• _DOCUMENT PASSAGE_:
** START **
Pulling random numbers out of thin air, it would appear. Let's stop doing that. Another example is Anand's claims about the MCs in Redwood and respectively Cypress, which are bogus (only some bits of the MC actually abide that relationship, not it as a whole) - yet the Internetz is running with it with great speed, it would appear.
 
I'm pretty confident about the 80 $ number. It should be in that ballpark, if my memory serves well. I have seen a very nice table (which, of course I cannot find now but you can help me) with all the components' prices for Radeons and GeForces. :)
Ok, obviously you think that this 80% higher price is too much.
Then, what's your guess or information about prices?

I cannot find anything on Elpida, Hynix, Micron and Samsung websites about XDR2, no announcements about memory speeds or prices, nothing. :oops:
 
Actually XDR2 couldn't be used in Low-End cos the price.
And different MC may cause more money in redesign compared to a flexible desgin
 
If the 7xxx series is going to use xdr2, where are they going to get the ram from? I mean who is going to produce it? as apparently no one has even produced a sample of xdr2 yet. Or has 7xxx been moved back to late in 2012?
 
In my opinion, this whole "XDR2 for HD 7000 high-end" is BS.
It probably started as an enthusiast's speculation/wishful thinking/wet dream, was picked up by a site that of course didn't name any source, then other sites picked up that story for teh clickz, and now many of the enthusiasts among their readers apply the it's all over the net and I want it to be true, so it must be true™-filter and defend it vigorously.

My personal I learned the hard way that such rumors usually turn out to be a pile of goo™-filter tells me we'll probably see at most a 384-bit controller with mildly increased GDDR5 clocks on Tahiti. Best case.

But we won't see anything fancy until one of the following generations introduces an interposer + stacked memory.
 
i'm not for the xdr theory, but highend and lowend gpu haven't different mc yet?
It's like a desgin with modularization now.


In my opinion, this whole "XDR2 for HD 7000 high-end" is BS.
It probably started as an enthusiast's speculation/wishful thinking/wet dream, was picked up by a site that of course didn't name any source, then other sites picked up that story for teh clickz, and now many of the enthusiasts among their readers apply the it's all over the net and I want it to be true, so it must be true™-filter and defend it vigorously.

My personal I learned the hard way that such rumors usually turn out to be a pile of goo™-filter tells me we'll probably see at most a 384-bit controller with mildly increased GDDR5 clocks on Tahiti. Best case.

But we won't see anything fancy until one of the following generations introduces an interposer + stacked memory.
** END **
• _STORED DATA_:
** START **
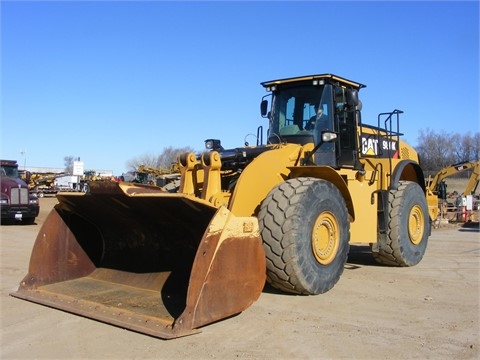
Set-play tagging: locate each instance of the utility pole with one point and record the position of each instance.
** END **
• _DIRECTION_: From the forum thread on XDR2 memory, quote word for word the section that begins with the words containing "Pulling random numbers" and ends with "information about prices?".

• _FULL ANSWER_:
Pulling random numbers out of thin air, it would appear. Let's stop doing that. Another example is Anand's claims about the MCs in Redwood and respectively Cypress, which are bogus (only some bits of the MC actually abide that relationship, not it as a whole) - yet the Internetz is running with it with great speed, it would appear.
 
I'm pretty confident about the 80 $ number. It should be in that ballpark, if my memory serves well. I have seen a very nice table (which, of course I cannot find now but you can help me) with all the components' prices for Radeons and GeForces. :)
Ok, obviously you think that this 80% higher price is too much.
Then, what's your guess or information about prices?